Directive = Find each line in the rows below that includes the word "white" with the same capitalization, and copy those lines.

Dataset records =
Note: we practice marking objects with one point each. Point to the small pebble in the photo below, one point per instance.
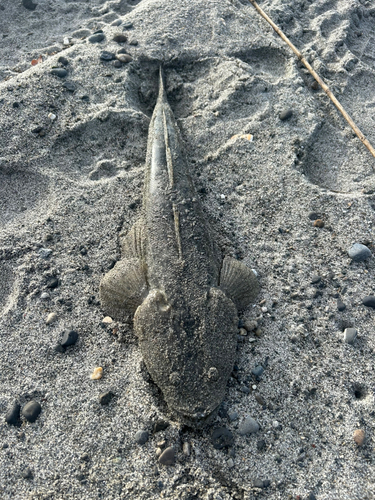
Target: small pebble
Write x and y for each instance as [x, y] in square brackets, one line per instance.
[60, 72]
[69, 338]
[359, 252]
[318, 223]
[51, 318]
[222, 438]
[45, 253]
[260, 400]
[350, 335]
[106, 398]
[340, 305]
[29, 5]
[359, 437]
[96, 38]
[160, 425]
[63, 60]
[27, 473]
[31, 411]
[315, 279]
[167, 457]
[261, 444]
[257, 372]
[69, 86]
[97, 373]
[186, 448]
[314, 216]
[107, 56]
[52, 282]
[141, 437]
[248, 426]
[286, 114]
[369, 301]
[250, 325]
[12, 416]
[120, 38]
[125, 58]
[233, 416]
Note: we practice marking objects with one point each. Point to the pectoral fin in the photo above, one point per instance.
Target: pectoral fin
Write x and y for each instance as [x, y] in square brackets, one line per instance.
[238, 282]
[123, 288]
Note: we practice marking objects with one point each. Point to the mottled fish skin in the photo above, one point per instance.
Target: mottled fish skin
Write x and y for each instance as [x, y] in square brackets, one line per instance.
[183, 296]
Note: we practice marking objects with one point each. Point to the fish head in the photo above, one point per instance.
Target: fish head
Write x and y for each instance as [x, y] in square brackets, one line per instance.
[189, 349]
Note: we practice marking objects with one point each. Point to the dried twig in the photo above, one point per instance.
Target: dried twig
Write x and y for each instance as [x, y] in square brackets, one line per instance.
[317, 78]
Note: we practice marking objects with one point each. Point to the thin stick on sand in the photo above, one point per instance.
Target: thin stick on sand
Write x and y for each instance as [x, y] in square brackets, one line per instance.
[317, 78]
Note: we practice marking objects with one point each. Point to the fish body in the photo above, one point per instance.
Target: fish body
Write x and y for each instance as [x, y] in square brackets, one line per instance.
[184, 297]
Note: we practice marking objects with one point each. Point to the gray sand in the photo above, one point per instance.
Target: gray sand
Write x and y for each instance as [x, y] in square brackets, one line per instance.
[73, 183]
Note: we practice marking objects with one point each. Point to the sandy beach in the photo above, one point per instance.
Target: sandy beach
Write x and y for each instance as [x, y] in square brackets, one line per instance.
[286, 187]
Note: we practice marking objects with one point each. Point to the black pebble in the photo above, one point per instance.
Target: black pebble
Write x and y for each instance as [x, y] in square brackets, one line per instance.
[286, 114]
[160, 425]
[63, 60]
[314, 216]
[222, 438]
[31, 411]
[106, 398]
[69, 338]
[27, 473]
[120, 38]
[28, 4]
[315, 279]
[12, 417]
[52, 282]
[69, 86]
[340, 305]
[261, 444]
[60, 72]
[107, 56]
[96, 38]
[37, 130]
[369, 301]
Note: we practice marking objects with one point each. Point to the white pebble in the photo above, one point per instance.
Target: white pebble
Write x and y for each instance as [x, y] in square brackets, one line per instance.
[97, 373]
[51, 318]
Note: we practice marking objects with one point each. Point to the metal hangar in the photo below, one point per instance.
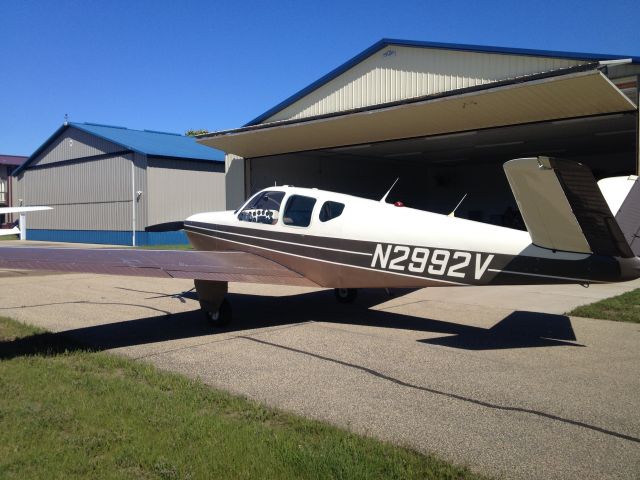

Response to this task =
Note: we practice marking objects with one point each. Point to the white pebble in the photo above, one point per instance.
Target: white pebble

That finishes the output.